Selected text:
+++

Posted by: scribe9 | November 5, 2009

Money matters

Today our New Zealand bank informed us that our application for a Visa card had been held up. Why? We’re here on one-year visas (the government-issued kind, not plastic), and the bankers are worried that we might leave the country owing them money. What can we do to get a Visa card? Simply deposit the amount of money we want as our credit limit in a certificate of deposit for the year. When I recall my dealings with bankers in the misty past, I realize that I shouldn’t have been surprised. As a bank’s lawyer once informed me during complex mortgage negotiations, “We’re the bank and we get first dibs on everything.” Not always, and they don’t usually use that terminology, but that’s their goal.

My New Zealand banker also informed me that down here virtually no one writes checks, except possibly to the plumber or the lawn guy; virtually all payments are done in cash or electronically. Then I learned that on the few instances when checks are written, they are to be crossed—one draws vertical lines through them—and then they can only be deposited into the account of the payee, not cashed or endorsed to a third party. It turns out that that’s common in Great Britain and many other countries in the Commonwealth (but not Canada, where checks are cheques).

+++

[Saved entries]
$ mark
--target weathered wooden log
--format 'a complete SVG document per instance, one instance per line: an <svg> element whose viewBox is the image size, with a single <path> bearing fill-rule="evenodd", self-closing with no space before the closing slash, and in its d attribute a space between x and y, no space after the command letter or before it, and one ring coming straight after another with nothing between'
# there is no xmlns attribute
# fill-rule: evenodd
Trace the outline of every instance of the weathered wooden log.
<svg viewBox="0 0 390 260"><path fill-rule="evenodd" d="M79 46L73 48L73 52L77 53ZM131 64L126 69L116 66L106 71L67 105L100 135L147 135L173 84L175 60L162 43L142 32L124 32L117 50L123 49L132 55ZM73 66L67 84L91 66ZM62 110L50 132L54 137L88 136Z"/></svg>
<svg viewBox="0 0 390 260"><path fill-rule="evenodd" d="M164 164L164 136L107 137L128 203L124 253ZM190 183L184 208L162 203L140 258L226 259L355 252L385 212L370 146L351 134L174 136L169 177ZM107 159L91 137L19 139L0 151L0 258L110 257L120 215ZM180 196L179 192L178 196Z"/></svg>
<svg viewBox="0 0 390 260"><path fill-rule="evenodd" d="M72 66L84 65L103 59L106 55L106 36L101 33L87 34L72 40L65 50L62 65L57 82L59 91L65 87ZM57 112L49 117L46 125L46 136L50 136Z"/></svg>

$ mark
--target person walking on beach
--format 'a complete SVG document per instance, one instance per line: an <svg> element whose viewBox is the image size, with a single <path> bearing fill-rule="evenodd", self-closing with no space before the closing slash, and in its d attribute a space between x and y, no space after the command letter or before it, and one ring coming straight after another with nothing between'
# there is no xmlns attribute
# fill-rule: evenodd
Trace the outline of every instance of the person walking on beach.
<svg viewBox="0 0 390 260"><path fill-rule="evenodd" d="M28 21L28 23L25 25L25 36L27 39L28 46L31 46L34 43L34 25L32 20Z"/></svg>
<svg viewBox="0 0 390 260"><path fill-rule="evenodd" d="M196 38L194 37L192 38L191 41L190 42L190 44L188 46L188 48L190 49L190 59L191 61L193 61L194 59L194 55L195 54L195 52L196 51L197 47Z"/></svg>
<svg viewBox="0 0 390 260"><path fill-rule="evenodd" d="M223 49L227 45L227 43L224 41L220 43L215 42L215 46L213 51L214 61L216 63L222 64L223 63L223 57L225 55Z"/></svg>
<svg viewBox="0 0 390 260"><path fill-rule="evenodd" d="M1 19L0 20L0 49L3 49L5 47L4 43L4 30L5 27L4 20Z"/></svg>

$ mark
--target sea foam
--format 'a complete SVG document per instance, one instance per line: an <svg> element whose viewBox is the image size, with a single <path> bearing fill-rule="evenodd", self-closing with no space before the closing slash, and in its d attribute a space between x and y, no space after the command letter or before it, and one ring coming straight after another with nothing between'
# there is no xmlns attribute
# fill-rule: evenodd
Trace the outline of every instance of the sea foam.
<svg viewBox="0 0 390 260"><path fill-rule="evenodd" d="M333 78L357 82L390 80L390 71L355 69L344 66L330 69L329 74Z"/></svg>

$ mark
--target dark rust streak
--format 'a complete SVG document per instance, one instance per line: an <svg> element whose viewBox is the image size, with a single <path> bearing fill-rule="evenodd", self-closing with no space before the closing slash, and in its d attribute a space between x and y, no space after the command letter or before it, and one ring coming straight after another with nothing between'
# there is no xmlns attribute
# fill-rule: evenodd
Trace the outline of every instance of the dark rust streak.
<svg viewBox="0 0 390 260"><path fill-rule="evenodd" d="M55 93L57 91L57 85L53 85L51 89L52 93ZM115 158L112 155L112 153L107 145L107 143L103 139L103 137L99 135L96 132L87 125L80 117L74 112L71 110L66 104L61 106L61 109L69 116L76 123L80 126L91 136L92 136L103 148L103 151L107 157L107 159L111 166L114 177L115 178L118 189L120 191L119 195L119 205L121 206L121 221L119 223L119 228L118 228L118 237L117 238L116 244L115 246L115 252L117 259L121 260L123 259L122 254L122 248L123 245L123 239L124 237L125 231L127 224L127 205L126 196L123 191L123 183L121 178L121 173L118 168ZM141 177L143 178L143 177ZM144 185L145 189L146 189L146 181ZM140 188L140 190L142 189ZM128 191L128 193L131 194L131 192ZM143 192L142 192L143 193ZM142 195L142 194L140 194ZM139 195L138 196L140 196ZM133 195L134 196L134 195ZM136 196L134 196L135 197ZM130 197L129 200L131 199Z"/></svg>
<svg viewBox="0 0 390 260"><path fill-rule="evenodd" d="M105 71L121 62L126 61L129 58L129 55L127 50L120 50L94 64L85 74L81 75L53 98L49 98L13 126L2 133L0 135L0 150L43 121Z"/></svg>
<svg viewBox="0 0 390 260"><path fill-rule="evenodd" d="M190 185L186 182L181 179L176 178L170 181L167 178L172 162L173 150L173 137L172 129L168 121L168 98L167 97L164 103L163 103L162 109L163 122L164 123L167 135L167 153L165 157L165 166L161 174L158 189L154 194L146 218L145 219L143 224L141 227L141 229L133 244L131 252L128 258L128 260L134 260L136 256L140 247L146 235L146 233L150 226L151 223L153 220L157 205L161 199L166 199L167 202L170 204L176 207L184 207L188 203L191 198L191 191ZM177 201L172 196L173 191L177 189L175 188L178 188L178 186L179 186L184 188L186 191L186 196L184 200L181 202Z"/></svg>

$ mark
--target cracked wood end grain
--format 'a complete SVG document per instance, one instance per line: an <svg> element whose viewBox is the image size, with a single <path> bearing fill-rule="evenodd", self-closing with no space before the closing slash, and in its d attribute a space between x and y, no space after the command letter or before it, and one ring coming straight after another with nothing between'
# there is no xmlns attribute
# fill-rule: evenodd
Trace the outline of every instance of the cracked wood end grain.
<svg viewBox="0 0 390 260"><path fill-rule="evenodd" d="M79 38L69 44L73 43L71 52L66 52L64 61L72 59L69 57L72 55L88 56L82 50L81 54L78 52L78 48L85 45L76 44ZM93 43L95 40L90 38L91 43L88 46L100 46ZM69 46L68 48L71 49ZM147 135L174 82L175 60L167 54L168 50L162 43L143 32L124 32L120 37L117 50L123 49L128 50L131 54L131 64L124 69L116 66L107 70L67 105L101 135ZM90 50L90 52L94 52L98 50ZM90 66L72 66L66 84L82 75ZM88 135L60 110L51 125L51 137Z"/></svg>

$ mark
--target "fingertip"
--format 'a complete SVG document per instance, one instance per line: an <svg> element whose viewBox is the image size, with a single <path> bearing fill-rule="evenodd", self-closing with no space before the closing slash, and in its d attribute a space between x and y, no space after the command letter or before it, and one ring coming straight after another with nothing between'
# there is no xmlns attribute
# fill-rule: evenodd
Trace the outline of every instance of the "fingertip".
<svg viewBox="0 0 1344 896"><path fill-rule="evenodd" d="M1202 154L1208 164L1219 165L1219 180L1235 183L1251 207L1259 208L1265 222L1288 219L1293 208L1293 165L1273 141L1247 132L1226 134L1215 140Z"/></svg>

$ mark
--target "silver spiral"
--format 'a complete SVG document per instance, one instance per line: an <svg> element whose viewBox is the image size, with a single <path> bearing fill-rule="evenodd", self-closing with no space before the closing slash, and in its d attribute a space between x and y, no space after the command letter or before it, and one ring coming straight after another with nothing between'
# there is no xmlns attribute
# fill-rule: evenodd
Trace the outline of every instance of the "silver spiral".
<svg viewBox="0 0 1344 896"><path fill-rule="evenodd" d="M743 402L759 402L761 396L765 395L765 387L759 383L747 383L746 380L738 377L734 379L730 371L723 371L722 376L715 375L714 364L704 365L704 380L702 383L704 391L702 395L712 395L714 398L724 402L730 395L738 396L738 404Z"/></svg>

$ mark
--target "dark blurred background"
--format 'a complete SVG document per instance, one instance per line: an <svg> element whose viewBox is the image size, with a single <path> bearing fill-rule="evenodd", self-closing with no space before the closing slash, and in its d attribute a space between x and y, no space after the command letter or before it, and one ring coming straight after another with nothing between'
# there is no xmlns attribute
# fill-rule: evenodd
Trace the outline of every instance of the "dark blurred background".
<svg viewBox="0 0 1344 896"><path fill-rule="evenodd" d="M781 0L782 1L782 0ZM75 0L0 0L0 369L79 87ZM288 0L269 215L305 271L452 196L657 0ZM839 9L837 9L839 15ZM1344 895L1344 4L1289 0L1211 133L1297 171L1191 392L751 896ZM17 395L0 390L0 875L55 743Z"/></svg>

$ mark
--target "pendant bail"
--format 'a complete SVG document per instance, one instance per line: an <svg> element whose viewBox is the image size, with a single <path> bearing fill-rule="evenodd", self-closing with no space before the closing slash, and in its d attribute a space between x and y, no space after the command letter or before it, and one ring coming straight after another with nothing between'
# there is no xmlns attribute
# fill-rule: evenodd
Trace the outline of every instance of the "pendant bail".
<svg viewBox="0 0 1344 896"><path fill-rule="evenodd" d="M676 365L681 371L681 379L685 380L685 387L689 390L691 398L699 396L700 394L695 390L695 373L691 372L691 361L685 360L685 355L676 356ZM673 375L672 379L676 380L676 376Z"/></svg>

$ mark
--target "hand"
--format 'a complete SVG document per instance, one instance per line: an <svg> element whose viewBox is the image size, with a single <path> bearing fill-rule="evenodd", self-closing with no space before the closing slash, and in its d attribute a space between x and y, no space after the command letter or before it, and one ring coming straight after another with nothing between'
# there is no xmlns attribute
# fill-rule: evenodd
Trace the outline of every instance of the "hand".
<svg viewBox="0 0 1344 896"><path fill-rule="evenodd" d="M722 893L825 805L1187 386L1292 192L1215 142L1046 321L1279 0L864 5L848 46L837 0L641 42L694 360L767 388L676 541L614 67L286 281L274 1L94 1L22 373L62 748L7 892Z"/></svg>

+++

Work to complete:
**A)** Print the passage of the post about banking in New Zealand starting at "Posted by: scribe9" and ending at "that’s their goal.".
**B)** Carry on with the post about banking in New Zealand from the point where it stops.

Answer set:
**A)**
Posted by: scribe9 | November 5, 2009

Money matters

Today our New Zealand bank informed us that our application for a Visa card had been held up. Why? We’re here on one-year visas (the government-issued kind, not plastic), and the bankers are worried that we might leave the country owing them money. What can we do to get a Visa card? Simply deposit the amount of money we want as our credit limit in a certificate of deposit for the year. When I recall my dealings with bankers in the misty past, I realize that I shouldn’t have been surprised. As a bank’s lawyer once informed me during complex mortgage negotiations, “We’re the bank and we get first dibs on everything.” Not always, and they don’t usually use that terminology, but that’s their goal.

**B)**
In the United States, checks are virtually always negotiable. There are certain requirements one must meet, all set out in Article 3 of the Uniform Commercial Code, which I have studied and you needn’t, to make an instrument negotiable. Famously, one can write a valid check on the side of a cow (or, I suppose any other animal that will hold still for the writing and then allow you to deliver it to the payee who can then take it to the bank), or in frosting on a cake, or with paint on a shirt. Of course, the bank may balk at cashing it, and these days many banks won’t take third-party checks because they’re worried that the person who wrote the check may not have funds to pay it, but that’s not because the check isn’t technically negotiable.

In New Zealand cash, the copper coins the size of an American penny aren’t pennies—they’re ten-cent pieces. (There are also twenty- and fifty-cent pieces which are silver-colored, and one- and two-dollar coins which are gold-colored. Yes, New Zealanders have faced the fact that one-cent and five-cent pieces weren’t worth the trouble of minting or handling, and one- and two-dollar bills get worn out too fast.) Lots of prices still have a digit other than zero in the cents column—merchants still want you to think that $7.99 is substantially cheaper than $8.00—but if you pay in cash, the final digit will be rounded up or down. If you pay by credit card, it won’t—there are still plenty of virtual one-cent and five-cent pieces out there in the ether. The real coins aren’t dimes or fifths or half-dollars—maybe people here just aren’t fond enough of their metal money (or their bills) to give them nicknames.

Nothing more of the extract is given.